┌─ Records to process

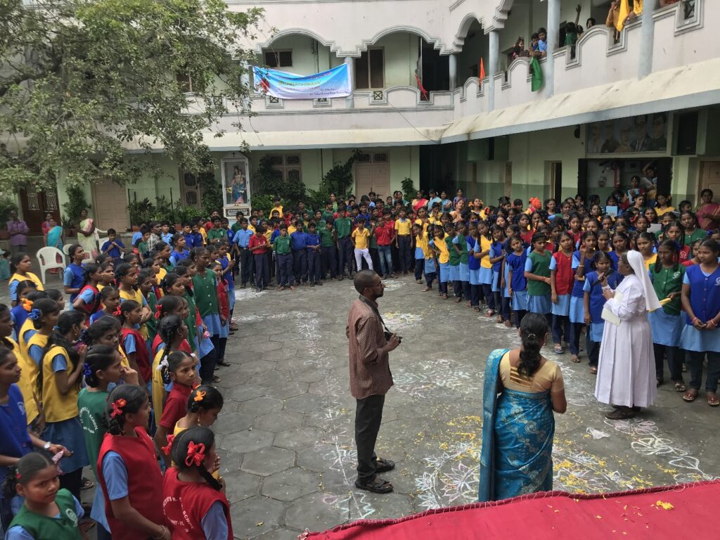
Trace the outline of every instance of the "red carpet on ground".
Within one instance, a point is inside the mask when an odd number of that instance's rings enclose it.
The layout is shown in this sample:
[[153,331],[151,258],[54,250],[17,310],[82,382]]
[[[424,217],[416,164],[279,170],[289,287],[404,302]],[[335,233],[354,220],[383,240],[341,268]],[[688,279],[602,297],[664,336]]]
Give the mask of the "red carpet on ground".
[[[388,495],[392,497],[392,495]],[[561,491],[496,503],[431,510],[400,519],[361,520],[308,540],[607,540],[677,539],[683,531],[714,534],[720,480],[604,495]],[[702,531],[706,531],[703,533]]]

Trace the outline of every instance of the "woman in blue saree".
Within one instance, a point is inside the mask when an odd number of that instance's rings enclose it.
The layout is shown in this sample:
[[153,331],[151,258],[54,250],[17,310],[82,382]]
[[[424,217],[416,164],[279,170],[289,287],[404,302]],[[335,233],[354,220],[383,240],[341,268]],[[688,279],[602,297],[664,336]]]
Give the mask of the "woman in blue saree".
[[522,346],[487,357],[480,502],[552,490],[553,412],[567,403],[559,366],[540,354],[548,330],[543,315],[528,313],[518,330]]

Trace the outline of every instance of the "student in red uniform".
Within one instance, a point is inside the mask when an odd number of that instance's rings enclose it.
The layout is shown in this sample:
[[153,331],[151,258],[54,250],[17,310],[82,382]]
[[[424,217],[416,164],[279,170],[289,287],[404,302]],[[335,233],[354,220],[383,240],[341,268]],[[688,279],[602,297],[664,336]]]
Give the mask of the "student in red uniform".
[[87,321],[90,315],[100,307],[100,291],[97,285],[102,281],[103,271],[100,269],[100,265],[95,263],[86,264],[84,269],[85,284],[73,302],[73,309],[84,313],[85,320]]
[[174,540],[233,540],[230,504],[222,485],[212,477],[220,468],[215,436],[191,428],[172,443],[172,459],[163,482],[163,511]]
[[[174,351],[161,361],[161,373],[163,382],[173,383],[173,388],[168,394],[168,399],[163,406],[163,413],[155,432],[155,442],[158,448],[165,444],[168,434],[172,434],[175,424],[187,414],[187,398],[197,382],[195,368],[197,359],[182,351]],[[166,464],[170,465],[166,459]]]
[[148,436],[148,392],[115,387],[107,398],[108,431],[97,461],[98,480],[113,540],[171,540],[163,515],[163,477]]
[[150,371],[150,354],[143,335],[138,329],[143,318],[143,306],[135,300],[125,300],[117,307],[117,317],[122,324],[122,350],[130,367],[138,372],[140,385],[146,384],[152,374]]

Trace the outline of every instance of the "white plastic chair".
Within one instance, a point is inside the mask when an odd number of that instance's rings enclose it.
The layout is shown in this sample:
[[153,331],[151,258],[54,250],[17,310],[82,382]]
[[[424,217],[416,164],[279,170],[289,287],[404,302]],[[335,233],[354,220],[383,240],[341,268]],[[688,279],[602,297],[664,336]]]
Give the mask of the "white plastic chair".
[[[58,262],[58,255],[62,262]],[[63,256],[63,252],[57,248],[50,246],[40,248],[35,256],[40,265],[40,279],[42,280],[43,285],[45,282],[45,271],[53,268],[61,268],[65,270],[65,257]]]

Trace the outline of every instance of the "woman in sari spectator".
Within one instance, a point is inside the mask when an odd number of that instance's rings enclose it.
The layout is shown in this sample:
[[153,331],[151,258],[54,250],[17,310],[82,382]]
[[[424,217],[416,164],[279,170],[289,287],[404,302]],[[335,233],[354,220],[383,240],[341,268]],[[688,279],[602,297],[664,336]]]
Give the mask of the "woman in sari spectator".
[[520,323],[519,348],[495,349],[485,364],[479,500],[500,500],[552,489],[554,413],[567,404],[559,366],[542,356],[542,315]]

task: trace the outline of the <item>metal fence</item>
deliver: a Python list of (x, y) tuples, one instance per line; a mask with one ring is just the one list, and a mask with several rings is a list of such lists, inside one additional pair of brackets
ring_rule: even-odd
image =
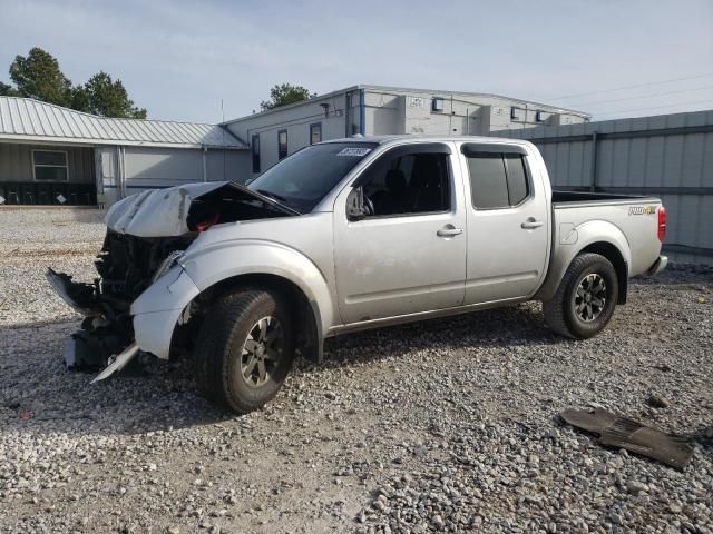
[(556, 189), (660, 197), (664, 249), (713, 264), (713, 110), (491, 135), (534, 142)]

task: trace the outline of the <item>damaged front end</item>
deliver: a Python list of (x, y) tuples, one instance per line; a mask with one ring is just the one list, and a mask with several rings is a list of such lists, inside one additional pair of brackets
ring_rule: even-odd
[(219, 224), (291, 215), (296, 212), (233, 182), (149, 190), (115, 204), (106, 217), (94, 283), (75, 281), (51, 268), (46, 275), (57, 294), (85, 316), (81, 329), (66, 342), (67, 368), (105, 368), (96, 382), (139, 354), (131, 303), (168, 273), (203, 231)]

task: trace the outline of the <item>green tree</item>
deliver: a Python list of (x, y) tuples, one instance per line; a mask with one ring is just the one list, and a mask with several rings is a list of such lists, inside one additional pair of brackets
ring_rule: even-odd
[(101, 71), (72, 91), (72, 108), (102, 117), (145, 119), (146, 109), (134, 106), (121, 80)]
[(0, 81), (0, 97), (19, 97), (19, 96), (20, 93), (14, 87), (8, 86), (7, 83), (3, 83), (2, 81)]
[(302, 86), (282, 83), (270, 90), (270, 100), (263, 100), (260, 102), (260, 107), (265, 111), (266, 109), (279, 108), (289, 103), (302, 102), (314, 97), (316, 97), (315, 92), (311, 93), (309, 89)]
[(32, 48), (27, 57), (17, 56), (10, 78), (16, 87), (0, 81), (0, 96), (33, 98), (102, 117), (146, 118), (146, 109), (134, 106), (121, 80), (114, 81), (101, 71), (72, 87), (57, 59), (41, 48)]
[(16, 56), (10, 78), (21, 97), (58, 106), (71, 103), (71, 82), (59, 69), (57, 59), (41, 48), (32, 48), (27, 57)]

└─

■ Task to complete ■
Lay out the lines of the listing above as a Markdown table with the columns Row and Line, skipping blank lines and leaving out the pictures.

■ Response to the task ■
| Row | Line |
|---|---|
| 1 | Trace the outline of every instance of the "red carpet on ground". |
| 2 | Within one instance, a point is inside the mask when an odd number of that instance's rings enclose it. |
| 3 | The layout is shown in this sample: |
| 4 | [[153,331],[151,258],[54,250],[17,310],[82,382]] |
| 5 | [[[424,217],[416,164],[279,170],[289,287],[404,302]],[[335,233],[354,220],[383,240],[341,268]],[[688,279],[602,297],[664,336]]] |
| 6 | Give the mask of the "red carpet on ground". |
| 7 | [[[388,495],[392,497],[392,495]],[[561,491],[496,503],[431,510],[400,519],[361,520],[308,540],[607,540],[677,539],[683,531],[714,534],[720,480],[604,495]],[[702,531],[706,531],[703,533]]] |
| 8 | Trace the outline of every instance of the "woman in blue saree". |
| 9 | Within one instance, a point is inside the mask when an odd number of that instance's rings enclose it. |
| 10 | The layout is shown in this sample: |
| 11 | [[153,331],[151,258],[54,250],[17,310],[82,382]] |
| 12 | [[[424,217],[416,164],[279,170],[289,287],[404,302]],[[335,233],[354,220],[383,240],[341,268]],[[688,279],[602,297],[664,336]]] |
| 13 | Give the mask of the "woman in blue saree". |
| 14 | [[522,346],[487,357],[480,502],[552,490],[553,412],[567,403],[559,366],[540,354],[548,330],[543,315],[528,313],[518,330]] |
| 15 | Trace the outline of every instance of the "student in red uniform". |
| 16 | Within one instance, a point is inside the mask when an odd number of that instance's rings enclose it. |
| 17 | The layout is shown in this sample: |
| 18 | [[153,331],[151,258],[54,250],[17,310],[82,382]] |
| 19 | [[[424,217],[416,164],[279,170],[289,287],[404,302]],[[335,233],[354,220],[383,240],[341,268]],[[688,279],[602,297],[664,336]]] |
| 20 | Give the mask of the "student in red uniform". |
| 21 | [[87,321],[90,315],[100,307],[100,291],[97,285],[102,281],[103,271],[100,269],[100,265],[95,263],[86,264],[84,269],[85,284],[73,302],[73,309],[84,313],[85,320]] |
| 22 | [[174,540],[233,540],[230,504],[222,485],[212,477],[220,468],[215,436],[191,428],[172,443],[172,459],[163,482],[163,511]] |
| 23 | [[[174,351],[161,361],[161,373],[163,382],[173,383],[173,388],[168,394],[168,399],[163,406],[163,413],[155,432],[155,442],[158,448],[165,444],[168,434],[172,434],[175,424],[187,414],[187,398],[197,382],[195,368],[197,359],[182,351]],[[166,464],[170,465],[166,459]]] |
| 24 | [[148,436],[148,392],[115,387],[107,398],[108,431],[97,461],[98,480],[113,540],[171,540],[163,515],[163,477]] |
| 25 | [[150,371],[150,354],[143,335],[138,329],[143,318],[143,306],[135,300],[125,300],[117,307],[117,317],[122,324],[122,350],[130,367],[138,372],[140,385],[146,384],[152,374]] |
| 26 | Trace the outline of every instance of the "white plastic chair". |
| 27 | Within one instance, a point is inside the mask when an odd number of that instance's rings enclose it. |
| 28 | The layout is shown in this sample: |
| 29 | [[153,331],[151,258],[54,250],[17,310],[82,382]] |
| 30 | [[[424,217],[416,164],[279,170],[289,287],[404,302]],[[335,233],[354,220],[383,240],[341,268]],[[688,279],[602,297],[664,336]]] |
| 31 | Give the mask of the "white plastic chair". |
| 32 | [[[58,262],[58,255],[62,262]],[[63,256],[63,252],[57,248],[50,246],[40,248],[35,256],[40,265],[40,279],[42,280],[43,285],[45,282],[45,271],[53,268],[61,268],[65,270],[65,257]]] |
| 33 | Trace the outline of every instance of the "woman in sari spectator". |
| 34 | Within one instance, a point is inside the mask when an odd number of that instance's rings enclose it. |
| 35 | The layout is shown in this sample: |
| 36 | [[153,331],[151,258],[54,250],[17,310],[82,382]] |
| 37 | [[[424,217],[416,164],[279,170],[289,287],[404,302]],[[335,233],[354,220],[383,240],[341,268]],[[688,279],[602,297],[664,336]]] |
| 38 | Give the mask of the "woman in sari spectator". |
| 39 | [[520,323],[519,348],[495,349],[485,364],[479,500],[500,500],[552,489],[554,413],[567,404],[559,366],[542,356],[542,315]] |
| 40 | task: trace the outline of the <item>metal fence</item> |
| 41 | deliver: a Python list of (x, y) tuples, one instance per line; a mask with one ring is just the one list, and a mask with several rings is a list of such lists, inside one additional pair of brackets |
| 42 | ring_rule: even-odd |
| 43 | image = |
| 44 | [(556, 189), (660, 197), (664, 249), (713, 264), (713, 110), (491, 135), (534, 142)] |
| 45 | task: trace the outline of the <item>damaged front end</item> |
| 46 | deliver: a Python list of (x, y) tuples, one instance per line; a mask with one ring is just the one list, and a mask with several rings is a list of such lists, inside one additional pair of brackets |
| 47 | ring_rule: even-odd |
| 48 | [(219, 224), (291, 215), (296, 212), (233, 182), (149, 190), (115, 204), (106, 217), (94, 283), (75, 281), (51, 268), (46, 275), (57, 294), (85, 316), (81, 329), (66, 342), (67, 368), (105, 368), (96, 382), (139, 354), (131, 303), (168, 273), (203, 231)] |
| 49 | task: trace the outline of the <item>green tree</item> |
| 50 | deliver: a Python list of (x, y) tuples, one instance per line; a mask with one ring is just the one list, and a mask with several rings is a list of such lists, inside one additional pair of brackets |
| 51 | ring_rule: even-odd |
| 52 | [(101, 71), (72, 91), (72, 108), (102, 117), (145, 119), (146, 109), (134, 106), (121, 80)] |
| 53 | [(0, 81), (0, 97), (19, 97), (19, 96), (20, 93), (14, 87), (8, 86), (7, 83), (3, 83), (2, 81)] |
| 54 | [(302, 86), (282, 83), (270, 90), (270, 100), (263, 100), (260, 102), (260, 107), (265, 111), (266, 109), (279, 108), (289, 103), (302, 102), (314, 97), (316, 97), (315, 92), (311, 93), (309, 89)] |
| 55 | [(32, 48), (27, 57), (17, 56), (10, 78), (16, 87), (0, 81), (0, 96), (33, 98), (102, 117), (146, 118), (146, 109), (134, 106), (121, 80), (114, 81), (101, 71), (72, 87), (57, 59), (41, 48)] |
| 56 | [(16, 56), (10, 78), (21, 97), (58, 106), (71, 103), (71, 82), (59, 69), (57, 59), (41, 48), (32, 48), (27, 57)] |